Exercise directions:
From the line containing "hill, one point per instance" through the end of the material below, reproduce those lines, replacing every occurrence of "agave" with "century plant" and leaving everything else unchanged.

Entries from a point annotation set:
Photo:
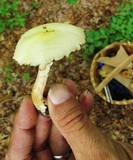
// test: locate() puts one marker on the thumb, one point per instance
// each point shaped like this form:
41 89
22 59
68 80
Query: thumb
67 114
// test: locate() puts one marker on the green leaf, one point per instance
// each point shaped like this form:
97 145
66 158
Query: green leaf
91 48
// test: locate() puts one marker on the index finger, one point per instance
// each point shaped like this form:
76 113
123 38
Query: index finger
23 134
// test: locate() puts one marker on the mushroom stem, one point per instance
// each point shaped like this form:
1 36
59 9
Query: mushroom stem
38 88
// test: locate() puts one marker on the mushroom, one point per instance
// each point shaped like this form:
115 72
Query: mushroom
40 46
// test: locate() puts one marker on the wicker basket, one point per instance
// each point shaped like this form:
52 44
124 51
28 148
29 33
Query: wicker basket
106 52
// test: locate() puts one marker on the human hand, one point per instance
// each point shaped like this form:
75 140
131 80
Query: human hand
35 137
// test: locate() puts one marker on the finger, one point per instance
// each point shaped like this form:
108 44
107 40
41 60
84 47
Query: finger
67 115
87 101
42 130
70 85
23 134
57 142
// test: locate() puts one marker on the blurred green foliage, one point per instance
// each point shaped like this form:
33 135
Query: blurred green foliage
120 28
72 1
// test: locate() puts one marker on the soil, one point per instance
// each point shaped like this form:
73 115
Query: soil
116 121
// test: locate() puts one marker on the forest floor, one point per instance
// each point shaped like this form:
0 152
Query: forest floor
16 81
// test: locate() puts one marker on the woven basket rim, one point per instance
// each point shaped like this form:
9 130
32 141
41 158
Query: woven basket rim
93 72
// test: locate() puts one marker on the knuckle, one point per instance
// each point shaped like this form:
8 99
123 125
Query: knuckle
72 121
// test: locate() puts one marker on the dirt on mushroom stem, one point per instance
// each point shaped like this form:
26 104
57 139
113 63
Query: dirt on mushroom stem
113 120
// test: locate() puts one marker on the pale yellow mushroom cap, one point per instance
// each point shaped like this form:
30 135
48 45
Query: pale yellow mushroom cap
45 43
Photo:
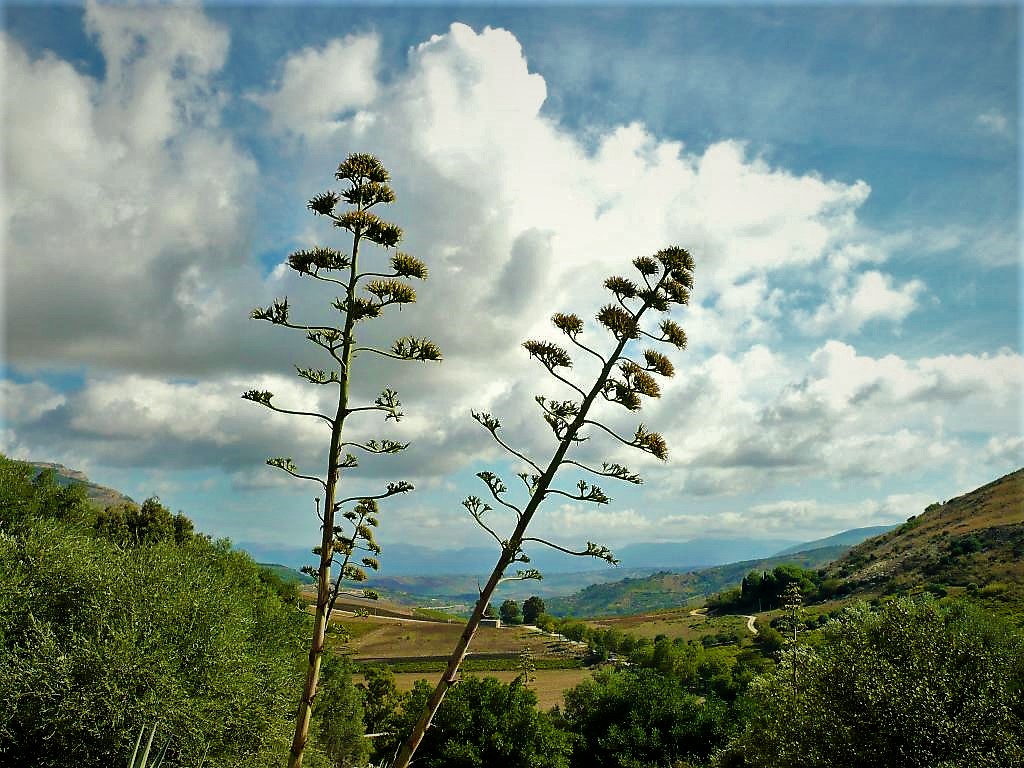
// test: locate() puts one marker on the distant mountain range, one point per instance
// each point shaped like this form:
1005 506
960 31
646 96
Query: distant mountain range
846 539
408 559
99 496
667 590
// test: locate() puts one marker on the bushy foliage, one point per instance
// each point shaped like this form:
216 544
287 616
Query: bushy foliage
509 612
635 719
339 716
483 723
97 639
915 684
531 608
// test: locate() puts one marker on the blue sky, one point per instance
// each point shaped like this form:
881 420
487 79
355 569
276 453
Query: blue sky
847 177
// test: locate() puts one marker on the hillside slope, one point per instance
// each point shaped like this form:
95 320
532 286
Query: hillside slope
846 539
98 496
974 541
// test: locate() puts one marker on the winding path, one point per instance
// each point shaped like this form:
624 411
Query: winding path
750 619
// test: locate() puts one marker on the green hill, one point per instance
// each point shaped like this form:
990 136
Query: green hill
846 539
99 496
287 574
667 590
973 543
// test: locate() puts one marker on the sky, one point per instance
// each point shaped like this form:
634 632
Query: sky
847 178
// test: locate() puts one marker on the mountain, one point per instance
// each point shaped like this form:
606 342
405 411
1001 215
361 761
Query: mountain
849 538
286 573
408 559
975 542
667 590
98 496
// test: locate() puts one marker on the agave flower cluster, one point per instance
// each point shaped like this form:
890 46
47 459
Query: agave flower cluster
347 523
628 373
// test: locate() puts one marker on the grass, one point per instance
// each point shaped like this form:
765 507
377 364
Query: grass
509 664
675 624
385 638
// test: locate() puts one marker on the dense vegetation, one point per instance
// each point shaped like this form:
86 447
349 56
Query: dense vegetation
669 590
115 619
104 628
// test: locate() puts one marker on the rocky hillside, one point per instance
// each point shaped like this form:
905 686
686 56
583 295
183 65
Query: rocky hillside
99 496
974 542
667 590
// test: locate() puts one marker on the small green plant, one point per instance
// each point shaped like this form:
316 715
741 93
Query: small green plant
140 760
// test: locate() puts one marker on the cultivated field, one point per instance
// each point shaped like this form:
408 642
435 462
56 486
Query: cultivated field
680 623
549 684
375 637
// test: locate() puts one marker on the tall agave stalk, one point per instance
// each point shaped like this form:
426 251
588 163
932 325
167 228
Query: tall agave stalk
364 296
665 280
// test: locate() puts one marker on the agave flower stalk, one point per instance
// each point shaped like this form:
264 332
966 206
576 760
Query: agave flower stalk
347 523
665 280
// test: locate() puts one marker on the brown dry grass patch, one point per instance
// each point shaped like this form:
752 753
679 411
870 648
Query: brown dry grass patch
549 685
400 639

Complete answer:
// test: locate() puts one marker on the green hill, one point per instance
// each point shaped like this form:
990 136
Query: green hill
846 539
99 496
287 574
667 590
973 543
// test: locate() puts one marker on the sky, one point per instance
// each point shaped like this form:
634 632
Query: sky
847 178
// test: locate() puts one marker on the mountain, one point per instance
// each point shaped like this form:
606 342
405 411
1001 215
361 761
Query: mountain
849 538
286 573
408 559
975 542
667 590
98 496
// test: locate() puts one marker on the century plant flower cluster, one point per instance
// each point shaped like this form:
890 46
47 459
Query: century plant flower cluster
347 523
628 373
// test: locate() puts one marker on the grass, one point per instance
// each point shaped like this form:
765 507
377 364
Query: grass
509 664
675 624
385 638
// test: locate() puts one marker on the dense vegetation, one point per instance
// each point shaped like this form:
86 447
349 56
Query: dense vegetation
669 590
115 619
104 628
// test: locate() puts one marker on the rocky hillside, one point per instance
// each point shaped like this form:
905 686
686 56
583 295
183 65
Query: rocky hillside
99 496
974 542
667 590
// test: locate() puts one marker on the small green plant, one point per instance
// each point shaped like this form:
316 715
741 93
Query: small green plant
140 760
// test: locate() puts one marker on the cultivated field, one point per instance
// each point shaped like this form:
408 642
435 462
56 486
Query: cultivated field
680 623
549 684
375 637
// test: locate() puts one marker on the tall century plant stalk, one point per instance
// each point shaped like this form:
426 251
588 163
932 325
167 228
Query: tall century plant stalk
364 296
665 280
// test: locate() puts one marker on the century plant flower stalk, one point per instance
// each point shaped like this form:
264 332
966 206
576 760
Query: century plant flower stalk
347 523
665 280
// test: locate() puts one marker on the brown dry grass patch, one point per instance
// each point shaped like this form:
752 753
679 411
870 648
Query: brown dry grass patch
549 685
400 639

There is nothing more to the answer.